■ **YOUR INSTRUCTIONS**:
List, in full, each line of the records below that contains the string "window".

* Begin RECORDS TO USE *

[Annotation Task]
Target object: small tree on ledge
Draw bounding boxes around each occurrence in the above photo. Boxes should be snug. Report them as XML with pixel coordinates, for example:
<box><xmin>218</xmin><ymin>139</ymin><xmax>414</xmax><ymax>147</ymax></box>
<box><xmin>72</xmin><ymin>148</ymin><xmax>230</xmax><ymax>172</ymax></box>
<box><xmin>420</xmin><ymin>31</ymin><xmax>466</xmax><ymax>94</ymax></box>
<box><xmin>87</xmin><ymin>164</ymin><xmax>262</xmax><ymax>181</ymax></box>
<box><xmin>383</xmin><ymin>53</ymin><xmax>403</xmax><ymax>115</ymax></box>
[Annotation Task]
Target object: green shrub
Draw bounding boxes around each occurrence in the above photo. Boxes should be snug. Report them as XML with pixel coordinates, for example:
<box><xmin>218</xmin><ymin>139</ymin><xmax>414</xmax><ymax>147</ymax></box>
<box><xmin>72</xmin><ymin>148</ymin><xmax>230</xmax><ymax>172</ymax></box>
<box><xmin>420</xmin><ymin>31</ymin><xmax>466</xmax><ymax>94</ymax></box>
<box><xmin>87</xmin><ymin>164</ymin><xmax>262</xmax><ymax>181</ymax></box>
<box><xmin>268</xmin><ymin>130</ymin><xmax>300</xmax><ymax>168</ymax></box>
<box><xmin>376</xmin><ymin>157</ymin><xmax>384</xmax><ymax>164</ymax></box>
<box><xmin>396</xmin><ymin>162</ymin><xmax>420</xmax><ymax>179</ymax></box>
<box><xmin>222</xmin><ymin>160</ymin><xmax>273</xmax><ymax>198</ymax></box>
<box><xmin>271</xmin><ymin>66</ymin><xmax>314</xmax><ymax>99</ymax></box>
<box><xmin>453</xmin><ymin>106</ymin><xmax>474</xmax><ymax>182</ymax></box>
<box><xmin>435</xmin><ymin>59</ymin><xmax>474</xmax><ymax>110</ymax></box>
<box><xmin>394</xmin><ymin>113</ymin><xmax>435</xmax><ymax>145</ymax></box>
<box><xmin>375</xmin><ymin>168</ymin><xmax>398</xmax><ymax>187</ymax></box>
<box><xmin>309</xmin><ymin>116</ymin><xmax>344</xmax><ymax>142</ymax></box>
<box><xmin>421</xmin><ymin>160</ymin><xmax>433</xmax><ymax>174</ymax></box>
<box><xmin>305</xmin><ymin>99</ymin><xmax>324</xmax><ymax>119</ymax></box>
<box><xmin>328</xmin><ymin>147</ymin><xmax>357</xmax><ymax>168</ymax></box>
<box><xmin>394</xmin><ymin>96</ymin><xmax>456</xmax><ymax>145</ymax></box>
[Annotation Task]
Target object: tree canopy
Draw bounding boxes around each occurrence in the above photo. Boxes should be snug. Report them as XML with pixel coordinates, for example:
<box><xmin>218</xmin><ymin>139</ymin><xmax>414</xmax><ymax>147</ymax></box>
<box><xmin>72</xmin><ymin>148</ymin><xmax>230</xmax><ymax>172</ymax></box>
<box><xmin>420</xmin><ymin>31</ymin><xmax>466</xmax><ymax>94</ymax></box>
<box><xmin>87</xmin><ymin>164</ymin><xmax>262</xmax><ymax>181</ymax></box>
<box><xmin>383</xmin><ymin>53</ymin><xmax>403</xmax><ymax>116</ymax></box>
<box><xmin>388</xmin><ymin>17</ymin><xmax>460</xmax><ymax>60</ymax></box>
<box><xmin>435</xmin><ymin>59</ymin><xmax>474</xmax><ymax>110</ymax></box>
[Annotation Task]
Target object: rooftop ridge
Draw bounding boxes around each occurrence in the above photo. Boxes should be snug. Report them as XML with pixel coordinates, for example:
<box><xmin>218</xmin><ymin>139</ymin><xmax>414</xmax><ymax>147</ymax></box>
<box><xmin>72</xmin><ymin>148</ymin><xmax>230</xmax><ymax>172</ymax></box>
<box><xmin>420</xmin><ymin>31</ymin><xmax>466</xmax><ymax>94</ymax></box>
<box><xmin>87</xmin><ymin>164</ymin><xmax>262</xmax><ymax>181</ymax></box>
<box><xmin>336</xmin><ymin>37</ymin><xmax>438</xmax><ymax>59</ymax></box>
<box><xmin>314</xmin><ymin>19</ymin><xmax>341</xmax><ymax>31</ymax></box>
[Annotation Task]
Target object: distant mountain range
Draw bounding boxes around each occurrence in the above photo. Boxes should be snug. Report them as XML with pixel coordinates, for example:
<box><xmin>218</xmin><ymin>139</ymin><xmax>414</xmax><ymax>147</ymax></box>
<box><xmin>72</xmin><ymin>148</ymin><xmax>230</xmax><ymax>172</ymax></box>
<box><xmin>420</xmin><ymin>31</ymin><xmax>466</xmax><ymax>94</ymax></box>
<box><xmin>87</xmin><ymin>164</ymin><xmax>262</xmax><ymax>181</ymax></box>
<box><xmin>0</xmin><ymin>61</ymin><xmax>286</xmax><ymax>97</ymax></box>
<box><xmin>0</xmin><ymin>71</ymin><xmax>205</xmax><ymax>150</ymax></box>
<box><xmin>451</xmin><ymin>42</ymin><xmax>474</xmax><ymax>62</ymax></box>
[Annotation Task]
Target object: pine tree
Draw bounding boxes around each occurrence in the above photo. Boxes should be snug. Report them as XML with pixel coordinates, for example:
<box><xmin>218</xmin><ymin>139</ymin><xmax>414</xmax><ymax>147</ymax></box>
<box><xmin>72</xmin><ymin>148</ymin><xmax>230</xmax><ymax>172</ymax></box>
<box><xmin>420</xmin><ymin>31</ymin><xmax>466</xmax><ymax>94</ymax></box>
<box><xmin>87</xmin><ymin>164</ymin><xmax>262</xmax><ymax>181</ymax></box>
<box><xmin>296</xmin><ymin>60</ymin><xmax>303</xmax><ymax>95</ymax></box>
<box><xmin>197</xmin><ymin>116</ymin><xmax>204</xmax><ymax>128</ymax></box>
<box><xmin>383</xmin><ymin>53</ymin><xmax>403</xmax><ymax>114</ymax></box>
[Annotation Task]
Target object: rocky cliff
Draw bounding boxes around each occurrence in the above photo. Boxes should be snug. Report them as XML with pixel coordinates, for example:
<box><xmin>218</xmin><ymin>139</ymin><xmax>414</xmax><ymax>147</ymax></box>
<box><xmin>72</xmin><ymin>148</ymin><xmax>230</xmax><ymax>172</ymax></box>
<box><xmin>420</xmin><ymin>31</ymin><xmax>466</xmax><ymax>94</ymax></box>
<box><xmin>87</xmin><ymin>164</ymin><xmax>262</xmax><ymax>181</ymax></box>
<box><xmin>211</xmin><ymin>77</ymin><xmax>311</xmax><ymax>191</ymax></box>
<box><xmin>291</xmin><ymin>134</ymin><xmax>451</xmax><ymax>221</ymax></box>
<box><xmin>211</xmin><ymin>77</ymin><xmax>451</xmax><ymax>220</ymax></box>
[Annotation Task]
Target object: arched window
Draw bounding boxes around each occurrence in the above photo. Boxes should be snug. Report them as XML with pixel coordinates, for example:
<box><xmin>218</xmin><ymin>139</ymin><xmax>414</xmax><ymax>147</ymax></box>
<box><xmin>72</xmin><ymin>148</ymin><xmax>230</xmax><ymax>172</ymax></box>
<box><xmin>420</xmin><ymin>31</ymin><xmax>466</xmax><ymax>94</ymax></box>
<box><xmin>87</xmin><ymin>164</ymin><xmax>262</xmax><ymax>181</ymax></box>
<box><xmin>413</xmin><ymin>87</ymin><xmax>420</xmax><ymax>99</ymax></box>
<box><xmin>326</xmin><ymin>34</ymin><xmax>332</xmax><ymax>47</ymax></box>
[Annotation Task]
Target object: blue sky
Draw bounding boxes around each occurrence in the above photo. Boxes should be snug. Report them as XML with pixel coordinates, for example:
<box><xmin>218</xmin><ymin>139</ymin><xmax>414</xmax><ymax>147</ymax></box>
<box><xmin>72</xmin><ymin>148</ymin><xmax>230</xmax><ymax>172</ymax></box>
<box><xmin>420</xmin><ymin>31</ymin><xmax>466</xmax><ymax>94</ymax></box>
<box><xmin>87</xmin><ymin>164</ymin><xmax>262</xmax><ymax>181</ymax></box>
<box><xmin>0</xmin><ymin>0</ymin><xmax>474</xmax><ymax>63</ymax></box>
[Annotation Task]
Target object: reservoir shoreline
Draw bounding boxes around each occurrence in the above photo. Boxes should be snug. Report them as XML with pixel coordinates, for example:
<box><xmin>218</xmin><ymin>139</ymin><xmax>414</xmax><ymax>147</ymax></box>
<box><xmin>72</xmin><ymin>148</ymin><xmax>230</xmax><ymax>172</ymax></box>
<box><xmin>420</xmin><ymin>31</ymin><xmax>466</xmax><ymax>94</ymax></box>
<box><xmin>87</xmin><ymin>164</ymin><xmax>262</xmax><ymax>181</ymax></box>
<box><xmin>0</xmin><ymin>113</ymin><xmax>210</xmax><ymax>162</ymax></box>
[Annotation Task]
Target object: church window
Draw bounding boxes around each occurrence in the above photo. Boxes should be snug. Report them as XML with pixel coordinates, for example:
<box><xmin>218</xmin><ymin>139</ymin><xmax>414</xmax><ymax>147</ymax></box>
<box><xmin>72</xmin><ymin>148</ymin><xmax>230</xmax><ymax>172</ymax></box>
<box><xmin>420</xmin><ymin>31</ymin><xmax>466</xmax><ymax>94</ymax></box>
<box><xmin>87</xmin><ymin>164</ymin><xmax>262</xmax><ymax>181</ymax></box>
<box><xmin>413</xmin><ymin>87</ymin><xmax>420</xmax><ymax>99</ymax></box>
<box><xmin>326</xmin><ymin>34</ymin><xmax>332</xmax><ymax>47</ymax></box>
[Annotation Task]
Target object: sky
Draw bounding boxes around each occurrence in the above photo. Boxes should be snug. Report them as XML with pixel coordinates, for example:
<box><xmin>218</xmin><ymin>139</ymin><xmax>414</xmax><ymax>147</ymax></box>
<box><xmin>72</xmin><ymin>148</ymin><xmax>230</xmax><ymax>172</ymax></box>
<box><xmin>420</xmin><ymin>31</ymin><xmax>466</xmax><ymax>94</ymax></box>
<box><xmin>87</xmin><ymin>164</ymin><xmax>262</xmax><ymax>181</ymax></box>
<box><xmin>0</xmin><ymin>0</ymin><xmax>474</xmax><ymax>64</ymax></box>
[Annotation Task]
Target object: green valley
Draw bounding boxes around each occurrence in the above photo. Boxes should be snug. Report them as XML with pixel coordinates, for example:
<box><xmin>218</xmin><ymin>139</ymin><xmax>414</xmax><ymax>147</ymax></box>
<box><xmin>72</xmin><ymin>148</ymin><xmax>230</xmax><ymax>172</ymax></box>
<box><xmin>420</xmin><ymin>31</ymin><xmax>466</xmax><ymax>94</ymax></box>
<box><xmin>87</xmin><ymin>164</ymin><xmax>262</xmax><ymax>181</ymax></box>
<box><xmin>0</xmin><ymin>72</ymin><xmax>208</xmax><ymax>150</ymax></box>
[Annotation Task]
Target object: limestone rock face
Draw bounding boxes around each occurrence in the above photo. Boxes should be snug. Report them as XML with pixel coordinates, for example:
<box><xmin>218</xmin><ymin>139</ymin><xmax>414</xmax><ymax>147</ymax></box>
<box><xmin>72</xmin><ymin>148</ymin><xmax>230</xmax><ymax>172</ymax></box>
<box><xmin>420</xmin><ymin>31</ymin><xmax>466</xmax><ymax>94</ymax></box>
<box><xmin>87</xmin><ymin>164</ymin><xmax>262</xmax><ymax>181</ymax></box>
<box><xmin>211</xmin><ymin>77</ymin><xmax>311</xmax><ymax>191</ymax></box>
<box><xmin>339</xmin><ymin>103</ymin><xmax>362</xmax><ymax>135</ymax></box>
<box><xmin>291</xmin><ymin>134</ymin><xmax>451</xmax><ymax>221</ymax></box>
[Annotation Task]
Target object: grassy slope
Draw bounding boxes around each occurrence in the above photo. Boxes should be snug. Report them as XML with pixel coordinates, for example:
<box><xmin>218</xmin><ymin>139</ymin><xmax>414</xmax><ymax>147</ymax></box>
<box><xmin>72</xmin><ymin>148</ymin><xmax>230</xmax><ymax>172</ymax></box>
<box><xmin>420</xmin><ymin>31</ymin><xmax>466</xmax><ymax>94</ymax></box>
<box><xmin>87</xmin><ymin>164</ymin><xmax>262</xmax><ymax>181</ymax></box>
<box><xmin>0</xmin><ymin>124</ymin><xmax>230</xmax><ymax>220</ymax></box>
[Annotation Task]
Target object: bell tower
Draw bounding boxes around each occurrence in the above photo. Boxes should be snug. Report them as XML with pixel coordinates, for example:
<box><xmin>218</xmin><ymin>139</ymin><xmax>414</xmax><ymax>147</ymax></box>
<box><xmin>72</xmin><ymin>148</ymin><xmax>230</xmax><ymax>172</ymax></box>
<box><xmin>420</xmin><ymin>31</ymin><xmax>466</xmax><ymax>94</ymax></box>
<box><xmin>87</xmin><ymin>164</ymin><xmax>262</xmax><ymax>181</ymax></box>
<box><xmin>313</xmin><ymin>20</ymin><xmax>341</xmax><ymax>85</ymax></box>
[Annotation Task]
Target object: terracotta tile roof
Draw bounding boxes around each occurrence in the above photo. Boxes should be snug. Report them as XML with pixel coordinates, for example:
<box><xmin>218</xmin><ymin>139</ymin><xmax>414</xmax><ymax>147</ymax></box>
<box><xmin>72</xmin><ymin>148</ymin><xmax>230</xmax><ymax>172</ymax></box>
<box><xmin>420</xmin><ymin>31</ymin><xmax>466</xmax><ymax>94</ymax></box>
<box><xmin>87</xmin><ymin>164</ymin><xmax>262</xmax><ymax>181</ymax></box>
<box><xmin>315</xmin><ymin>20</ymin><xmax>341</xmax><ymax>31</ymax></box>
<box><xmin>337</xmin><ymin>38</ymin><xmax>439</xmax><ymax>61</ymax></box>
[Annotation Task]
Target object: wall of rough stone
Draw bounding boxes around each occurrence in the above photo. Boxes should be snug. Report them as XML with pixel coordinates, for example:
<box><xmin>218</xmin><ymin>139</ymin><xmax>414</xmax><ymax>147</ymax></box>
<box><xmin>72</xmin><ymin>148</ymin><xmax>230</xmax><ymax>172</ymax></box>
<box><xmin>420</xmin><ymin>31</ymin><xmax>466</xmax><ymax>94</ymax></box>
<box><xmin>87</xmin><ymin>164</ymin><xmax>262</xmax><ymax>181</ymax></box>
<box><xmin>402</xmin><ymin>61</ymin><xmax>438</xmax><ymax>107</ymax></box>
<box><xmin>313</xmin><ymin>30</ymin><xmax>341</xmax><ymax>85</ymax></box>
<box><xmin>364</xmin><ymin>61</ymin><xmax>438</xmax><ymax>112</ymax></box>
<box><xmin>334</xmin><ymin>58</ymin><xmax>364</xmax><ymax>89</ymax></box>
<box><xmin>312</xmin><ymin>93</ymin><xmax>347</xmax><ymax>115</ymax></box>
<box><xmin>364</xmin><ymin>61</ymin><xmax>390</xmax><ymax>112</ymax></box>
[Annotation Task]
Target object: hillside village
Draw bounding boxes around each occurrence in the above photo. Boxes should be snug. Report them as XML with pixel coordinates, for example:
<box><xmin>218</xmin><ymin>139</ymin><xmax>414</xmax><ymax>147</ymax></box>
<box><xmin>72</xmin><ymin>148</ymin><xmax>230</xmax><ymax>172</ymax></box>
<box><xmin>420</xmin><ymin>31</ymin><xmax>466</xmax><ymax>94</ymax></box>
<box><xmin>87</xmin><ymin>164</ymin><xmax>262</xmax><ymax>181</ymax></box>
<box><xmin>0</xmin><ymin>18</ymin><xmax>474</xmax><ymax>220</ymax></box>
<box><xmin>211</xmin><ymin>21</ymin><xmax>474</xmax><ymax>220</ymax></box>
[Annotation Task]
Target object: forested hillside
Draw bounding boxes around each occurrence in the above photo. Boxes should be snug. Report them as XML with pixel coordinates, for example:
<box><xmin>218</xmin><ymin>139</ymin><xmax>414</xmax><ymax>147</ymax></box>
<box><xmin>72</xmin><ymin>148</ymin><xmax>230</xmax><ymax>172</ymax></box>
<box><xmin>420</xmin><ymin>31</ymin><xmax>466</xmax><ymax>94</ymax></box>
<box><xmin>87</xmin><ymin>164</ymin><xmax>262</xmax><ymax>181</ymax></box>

* End RECORDS TO USE *

■ **REPLY TO THE TASK**:
Target object: arched window
Target object: church window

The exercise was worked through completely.